*** Opening INFORMATION SUPPLIED ***

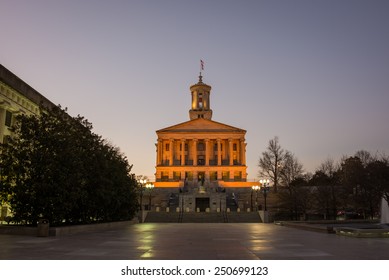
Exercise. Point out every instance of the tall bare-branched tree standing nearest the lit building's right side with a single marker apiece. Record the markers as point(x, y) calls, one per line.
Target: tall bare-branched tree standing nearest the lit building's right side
point(271, 162)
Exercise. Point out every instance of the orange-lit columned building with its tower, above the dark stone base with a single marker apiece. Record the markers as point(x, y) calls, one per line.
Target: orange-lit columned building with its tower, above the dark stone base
point(201, 152)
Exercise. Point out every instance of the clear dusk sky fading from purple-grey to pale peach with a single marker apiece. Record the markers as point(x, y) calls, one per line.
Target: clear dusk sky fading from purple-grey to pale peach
point(313, 73)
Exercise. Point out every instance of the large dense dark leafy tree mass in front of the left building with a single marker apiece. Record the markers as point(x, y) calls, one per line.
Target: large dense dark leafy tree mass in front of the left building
point(55, 167)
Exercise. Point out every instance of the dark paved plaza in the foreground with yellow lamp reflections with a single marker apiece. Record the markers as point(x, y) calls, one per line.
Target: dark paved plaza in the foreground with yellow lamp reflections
point(195, 241)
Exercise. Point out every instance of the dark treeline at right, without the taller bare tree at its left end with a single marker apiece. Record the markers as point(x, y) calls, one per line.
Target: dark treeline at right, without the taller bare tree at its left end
point(351, 189)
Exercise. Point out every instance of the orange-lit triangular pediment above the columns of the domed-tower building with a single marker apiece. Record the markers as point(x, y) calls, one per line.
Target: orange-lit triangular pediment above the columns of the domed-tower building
point(200, 125)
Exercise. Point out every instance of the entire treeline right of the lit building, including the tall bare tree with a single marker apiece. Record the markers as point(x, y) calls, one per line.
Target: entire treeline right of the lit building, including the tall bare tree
point(352, 188)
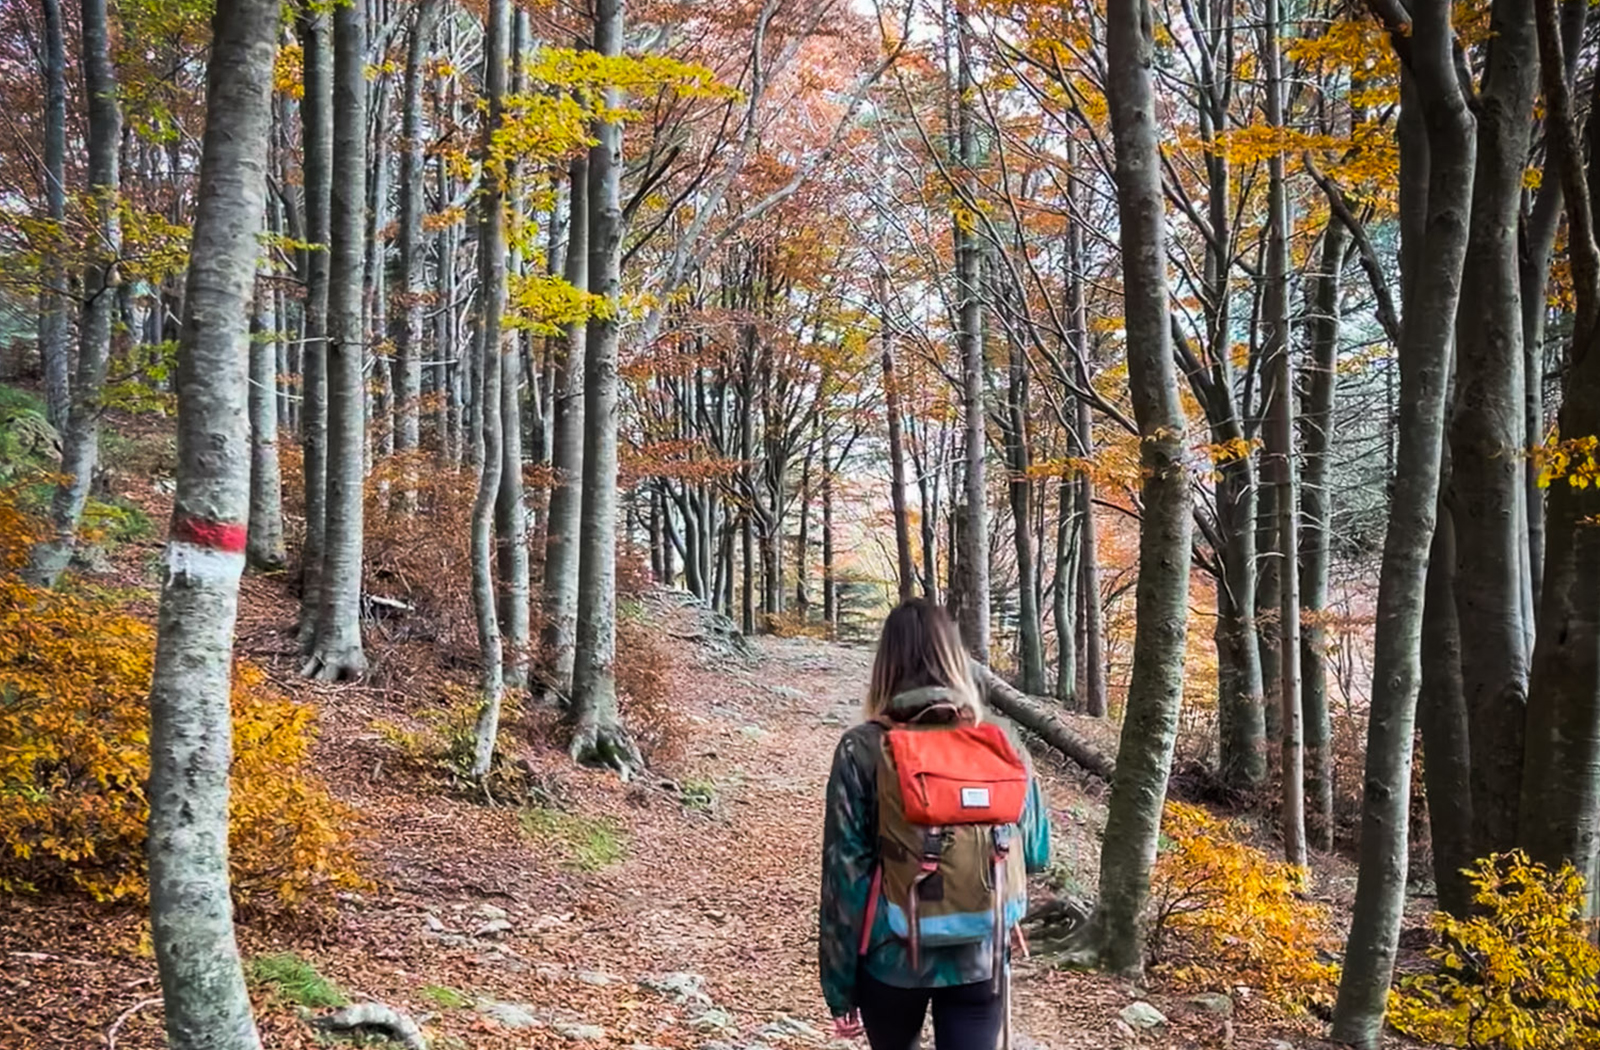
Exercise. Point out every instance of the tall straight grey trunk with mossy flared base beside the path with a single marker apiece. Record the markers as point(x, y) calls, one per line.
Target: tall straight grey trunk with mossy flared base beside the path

*** Closing INFORMATION SUPPLIED ***

◆ WHAT YOU NEED TO DO ◆
Please return all lines above in which the string "straight" is found.

◆ OUTPUT BELOW ◆
Exercise. Point out every instance of the tall straight grey trunk with mossy flared base beside the path with a single marker apiece. Record the markers as point(x, y) calls, one per line.
Target: tall straight grey trunk with mossy flared base beside the path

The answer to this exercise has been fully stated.